### Given data
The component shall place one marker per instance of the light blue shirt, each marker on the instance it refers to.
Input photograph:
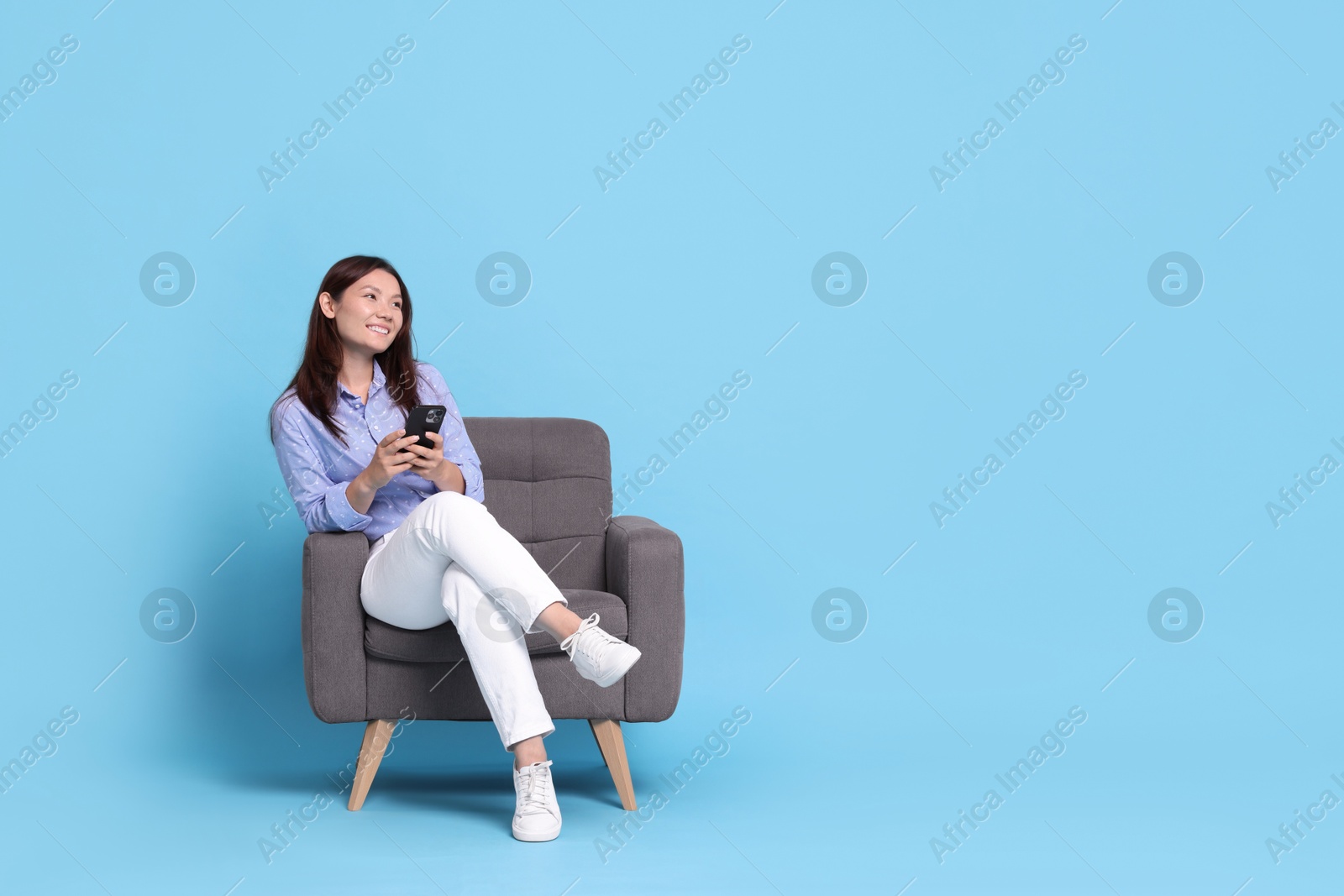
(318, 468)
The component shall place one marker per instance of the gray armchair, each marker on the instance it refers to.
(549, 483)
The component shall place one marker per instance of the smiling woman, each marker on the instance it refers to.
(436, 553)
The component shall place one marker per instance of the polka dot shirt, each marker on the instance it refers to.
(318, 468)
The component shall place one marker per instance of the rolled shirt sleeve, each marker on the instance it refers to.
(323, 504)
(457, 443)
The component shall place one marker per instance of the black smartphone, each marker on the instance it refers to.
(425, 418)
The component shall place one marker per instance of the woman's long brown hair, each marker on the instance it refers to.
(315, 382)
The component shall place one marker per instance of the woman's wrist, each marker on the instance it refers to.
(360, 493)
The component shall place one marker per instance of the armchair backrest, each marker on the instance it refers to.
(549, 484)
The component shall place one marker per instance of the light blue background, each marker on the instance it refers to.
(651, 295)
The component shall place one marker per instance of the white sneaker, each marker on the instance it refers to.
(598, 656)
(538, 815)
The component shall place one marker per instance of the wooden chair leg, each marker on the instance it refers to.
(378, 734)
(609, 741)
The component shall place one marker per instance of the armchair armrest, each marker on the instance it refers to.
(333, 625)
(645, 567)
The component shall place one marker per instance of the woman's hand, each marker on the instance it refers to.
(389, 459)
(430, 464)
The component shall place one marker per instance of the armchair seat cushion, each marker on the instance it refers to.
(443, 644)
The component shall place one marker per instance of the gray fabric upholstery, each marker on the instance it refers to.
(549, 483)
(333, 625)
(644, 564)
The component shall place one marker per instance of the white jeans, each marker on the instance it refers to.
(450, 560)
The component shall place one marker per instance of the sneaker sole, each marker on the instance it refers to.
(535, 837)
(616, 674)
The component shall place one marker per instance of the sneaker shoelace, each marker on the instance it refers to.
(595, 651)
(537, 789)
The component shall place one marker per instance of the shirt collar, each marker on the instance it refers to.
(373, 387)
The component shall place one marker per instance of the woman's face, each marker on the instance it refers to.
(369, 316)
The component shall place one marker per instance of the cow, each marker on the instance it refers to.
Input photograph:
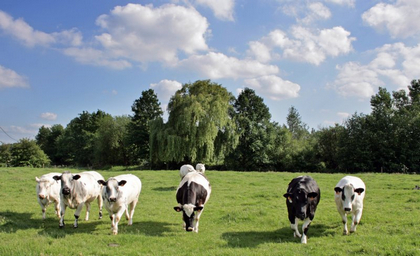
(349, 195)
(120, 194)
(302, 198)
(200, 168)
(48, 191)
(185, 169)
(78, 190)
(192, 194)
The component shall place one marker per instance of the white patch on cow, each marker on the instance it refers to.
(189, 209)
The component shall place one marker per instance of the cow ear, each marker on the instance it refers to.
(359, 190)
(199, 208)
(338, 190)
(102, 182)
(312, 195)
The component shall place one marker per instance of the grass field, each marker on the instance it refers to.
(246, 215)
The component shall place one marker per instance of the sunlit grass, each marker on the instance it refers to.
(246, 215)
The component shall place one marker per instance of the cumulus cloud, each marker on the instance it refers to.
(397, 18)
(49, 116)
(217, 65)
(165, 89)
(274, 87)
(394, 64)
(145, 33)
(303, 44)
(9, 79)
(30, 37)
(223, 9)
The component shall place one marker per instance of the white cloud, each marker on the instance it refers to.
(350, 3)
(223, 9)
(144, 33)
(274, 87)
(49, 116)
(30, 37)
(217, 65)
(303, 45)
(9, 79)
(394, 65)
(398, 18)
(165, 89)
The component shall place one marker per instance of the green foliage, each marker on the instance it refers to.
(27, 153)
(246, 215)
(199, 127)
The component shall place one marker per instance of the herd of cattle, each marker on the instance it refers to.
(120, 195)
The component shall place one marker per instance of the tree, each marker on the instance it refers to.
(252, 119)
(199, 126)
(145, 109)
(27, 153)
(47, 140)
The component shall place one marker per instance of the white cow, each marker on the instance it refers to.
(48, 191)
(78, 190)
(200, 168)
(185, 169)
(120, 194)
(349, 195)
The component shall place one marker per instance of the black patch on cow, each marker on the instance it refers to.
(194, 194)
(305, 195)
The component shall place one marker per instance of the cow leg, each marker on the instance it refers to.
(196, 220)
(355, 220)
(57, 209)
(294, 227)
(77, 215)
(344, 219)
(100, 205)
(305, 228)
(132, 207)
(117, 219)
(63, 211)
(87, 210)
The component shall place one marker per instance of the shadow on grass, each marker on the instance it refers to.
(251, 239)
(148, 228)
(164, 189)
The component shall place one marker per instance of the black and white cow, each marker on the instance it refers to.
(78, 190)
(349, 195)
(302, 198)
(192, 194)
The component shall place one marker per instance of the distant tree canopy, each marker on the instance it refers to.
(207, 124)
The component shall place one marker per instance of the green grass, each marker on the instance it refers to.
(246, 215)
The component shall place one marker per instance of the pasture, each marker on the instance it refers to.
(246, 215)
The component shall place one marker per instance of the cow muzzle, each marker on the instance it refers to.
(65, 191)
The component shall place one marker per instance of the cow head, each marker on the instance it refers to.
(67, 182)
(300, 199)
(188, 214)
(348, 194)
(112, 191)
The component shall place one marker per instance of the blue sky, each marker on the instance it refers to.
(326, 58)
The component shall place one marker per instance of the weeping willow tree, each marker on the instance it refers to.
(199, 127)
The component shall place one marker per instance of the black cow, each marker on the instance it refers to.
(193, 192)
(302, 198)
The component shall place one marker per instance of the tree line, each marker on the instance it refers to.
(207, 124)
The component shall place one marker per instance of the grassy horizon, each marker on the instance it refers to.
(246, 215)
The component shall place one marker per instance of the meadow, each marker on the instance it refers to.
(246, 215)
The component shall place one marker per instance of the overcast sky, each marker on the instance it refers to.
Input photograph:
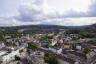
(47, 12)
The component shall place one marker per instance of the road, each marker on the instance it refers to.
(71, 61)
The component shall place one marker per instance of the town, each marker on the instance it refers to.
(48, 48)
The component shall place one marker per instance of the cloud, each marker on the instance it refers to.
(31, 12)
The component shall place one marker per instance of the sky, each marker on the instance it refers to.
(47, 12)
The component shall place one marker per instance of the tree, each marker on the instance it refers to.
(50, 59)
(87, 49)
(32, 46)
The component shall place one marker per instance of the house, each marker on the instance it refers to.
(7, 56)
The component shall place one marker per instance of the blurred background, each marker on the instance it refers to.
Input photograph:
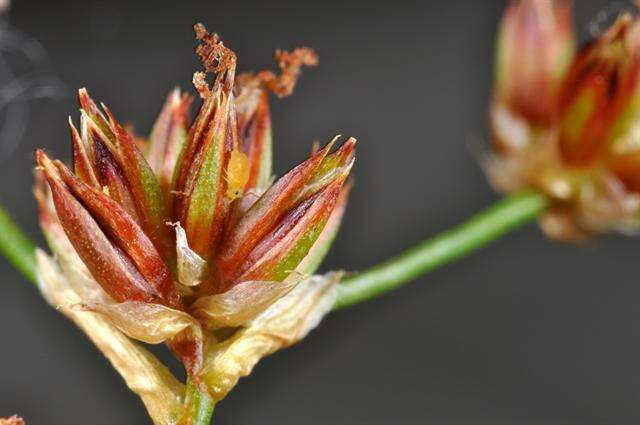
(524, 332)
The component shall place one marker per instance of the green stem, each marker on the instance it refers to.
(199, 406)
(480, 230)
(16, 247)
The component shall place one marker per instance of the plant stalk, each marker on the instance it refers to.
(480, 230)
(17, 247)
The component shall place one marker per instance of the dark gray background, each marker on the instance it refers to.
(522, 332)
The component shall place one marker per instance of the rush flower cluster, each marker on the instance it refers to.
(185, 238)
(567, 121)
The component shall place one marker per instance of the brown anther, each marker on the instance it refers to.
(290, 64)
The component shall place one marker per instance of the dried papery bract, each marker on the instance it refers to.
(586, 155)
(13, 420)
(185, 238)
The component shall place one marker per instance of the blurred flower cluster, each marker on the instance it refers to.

### Problem requirements
Restate the whole listing above exactly, except for its images.

### Output of the exercise
The component shall place one marker per instance of the light blue shirt, each marker on the instance it refers to.
Input photograph:
(318, 468)
The component shall place one marker per instance of the gray armchair, each marker on the instance it refers to.
(549, 483)
The component shall place one marker per instance of the smiling woman, each marker on the instance it refers to.
(436, 553)
The component shall place one marker per instance of the polka dot shirt, each marker on the instance it refers to.
(318, 468)
The component shall place one marker per instance of the rolled shirt sleeve, each marker on the instance it refers to.
(323, 504)
(457, 443)
The component shall place one marker per instance of the black smartphone, each marker on the instance it refers to.
(425, 418)
The component shall place one marker per instance of the woman's long brown hair, each marker on the instance it refers to.
(315, 382)
The component shall place one marker per instance of the woman's wrist, each marker on the instance it refers to.
(360, 493)
The component shall place one marker per instance of the armchair backrest, each marker on the instance it refers to.
(549, 484)
The component shall place one marker per instance of the light blue background, each marker on the instance it refers to.
(651, 295)
The component shall place one marker per instance of the white sneaker, each marker on the instance it refers to.
(598, 656)
(538, 815)
The component shall place one marker per instance of the wooden chair leg, each marker on the instance it refers to.
(378, 734)
(609, 741)
The component shall place one marker per instance of the armchair armrest, each marker on the instance it refers to.
(333, 625)
(645, 567)
The component shall place one marker per instance of the woman's hand, each marker on the instance it refers to.
(389, 459)
(430, 464)
The component shall place one marker per instance of the armchair seat cushion, each marker on the instance it refers to.
(443, 644)
The component shall place one marker per instance of the gray fabric upholstery, each marker on the instance it refers to.
(549, 483)
(333, 625)
(644, 564)
The component shall place one marker per instance of the white jeans, each marker on the instance it refers to.
(450, 560)
The component shall place one marker per instance of the sneaker sole, each marker on the instance it refers to.
(535, 837)
(616, 674)
The component shall place one marker per instance of the sneaker shoelace, each marker on the instance it refers to.
(595, 651)
(537, 789)
The component shall place one marker per instance of the shirt collar, each marker on the instance it refers to.
(373, 387)
The component shall place one marker per instance of the woman's face, each marker on the instance it refers to.
(369, 316)
The component shall place one marker per instance of the cow, each marker on the instance it refers to.
Input photograph:
(349, 195)
(120, 194)
(302, 198)
(200, 168)
(48, 191)
(185, 169)
(78, 190)
(192, 194)
The component shall place one marker per instance of the white patch on cow, each marker on the instance it refers to.
(189, 209)
The component shall place one marker per instance of the cow ear, each marker on the instance it refers to.
(359, 190)
(199, 208)
(338, 190)
(102, 182)
(312, 195)
The component shall place one marker per instance of the grass field, each marker on the instance it refers to.
(246, 215)
The component shall place one marker per instance of the sunlit grass, each marker on the instance it refers to.
(246, 215)
The component shall place one marker per instance of the cumulus cloud, each marker on the instance it refers to.
(397, 18)
(49, 116)
(217, 65)
(165, 89)
(274, 87)
(394, 64)
(145, 33)
(303, 44)
(9, 79)
(30, 37)
(223, 9)
The component shall place one marker per instance of the white cloud, each marker on the instance it refers to.
(350, 3)
(223, 9)
(144, 33)
(274, 87)
(49, 116)
(30, 37)
(217, 65)
(303, 45)
(9, 79)
(394, 65)
(398, 18)
(165, 89)
The component shall place one marker per instance of the green foliage, each marker on the instance it refers to.
(27, 153)
(246, 215)
(199, 127)
The component shall place one marker per instance of the herd of cattle, each marker on the instance it refers to.
(120, 195)
The component shall place one marker per instance of the tree, each marker on the instance it refers to.
(252, 119)
(199, 126)
(145, 109)
(27, 153)
(47, 140)
The component shall place one marker per instance of the white cow, each marker on the instance it refers to.
(48, 191)
(78, 190)
(200, 168)
(185, 169)
(120, 194)
(349, 195)
The component shall place one marker per instance of the black patch on cow, each marker on the instance it refers to.
(194, 194)
(305, 195)
The component shall place one marker per instance of the cow leg, each marker on the instance it refers to.
(196, 220)
(355, 220)
(57, 209)
(294, 227)
(77, 215)
(344, 219)
(100, 205)
(305, 228)
(132, 207)
(117, 219)
(63, 211)
(87, 210)
The component shall place one marker per instance of the shadow on grass, each marker on the instance it refers to.
(251, 239)
(148, 228)
(164, 189)
The component shall place one marker per instance of the black and white cow, each marker on the instance it refers to.
(78, 190)
(349, 195)
(302, 198)
(192, 194)
The component shall place one marker per instance of the distant tree canopy, each marker on the instance it refers to.
(207, 124)
The component shall place one marker per instance of the green grass, each marker on the instance it refers to.
(246, 215)
The component shall place one marker per instance of the pasture, each marker on the instance it refers to.
(246, 215)
The component shall place one marker per instance of the cow muzzle, each marker on the instance it refers to.
(65, 191)
The component shall place one marker per instance of the cow head, each marker on the instance it refers to.
(67, 182)
(300, 199)
(188, 214)
(348, 194)
(112, 191)
The component shall place one marker per instance of the blue sky, each marker on the instance it refers to.
(326, 58)
The component shall place one marker per instance of the weeping willow tree, each marker on the instance it refers to.
(199, 127)
The component shall place one marker per instance of the black cow, each marker on the instance it refers to.
(193, 192)
(302, 198)
The component shall place one marker per instance of the tree line, each marker on the instance it refers to.
(207, 124)
The component shall place one marker per instance of the grassy horizon, each marker on the instance it refers to.
(246, 215)
The component shall place one marker per instance of the meadow, each marker on the instance it refers to.
(246, 215)
The component shall place one marker per instance of the overcast sky, each marker on the instance it refers to.
Input photograph:
(47, 12)
The component shall place one marker per instance of the road, each marker on the instance it refers to.
(71, 61)
The component shall place one marker per instance of the town, each marker on the instance it refers to.
(48, 48)
The component shall place one marker per instance of the cloud, each marker on the instance it refers to.
(31, 12)
The component shall place one marker per instance of the sky, each marker on the instance it refers to.
(47, 12)
The component shall place one marker per instance of the tree, each marker on the instance it refers to.
(50, 59)
(87, 49)
(32, 46)
The component shall place one marker per instance of the house, each marker on the instance it refers to.
(7, 56)
The component shall place one marker per instance of the blurred background, each marker on the instance it refers to.
Input photograph:
(524, 332)
The component shall place one marker per instance of the green stem, each marker on the instance it refers to.
(199, 406)
(480, 230)
(16, 247)
The component shall place one marker per instance of the plant stalk, each marker on the instance it refers to.
(480, 230)
(17, 247)
The component shall place one marker per instance of the dark gray background, each marker on the instance it refers to.
(522, 332)
The component shall place one marker per instance of the rush flower cluster, each marker on the instance it refers to.
(185, 238)
(567, 121)
The component shall place one marker per instance of the brown anther, each marker on the instance it refers to.
(290, 64)
The component shall place one marker per instance of the dried papery bract, each marker on the instance it refers to.
(586, 155)
(13, 420)
(185, 238)
The component shall place one marker per instance of the blurred flower cluster, each marker on the instance it refers to.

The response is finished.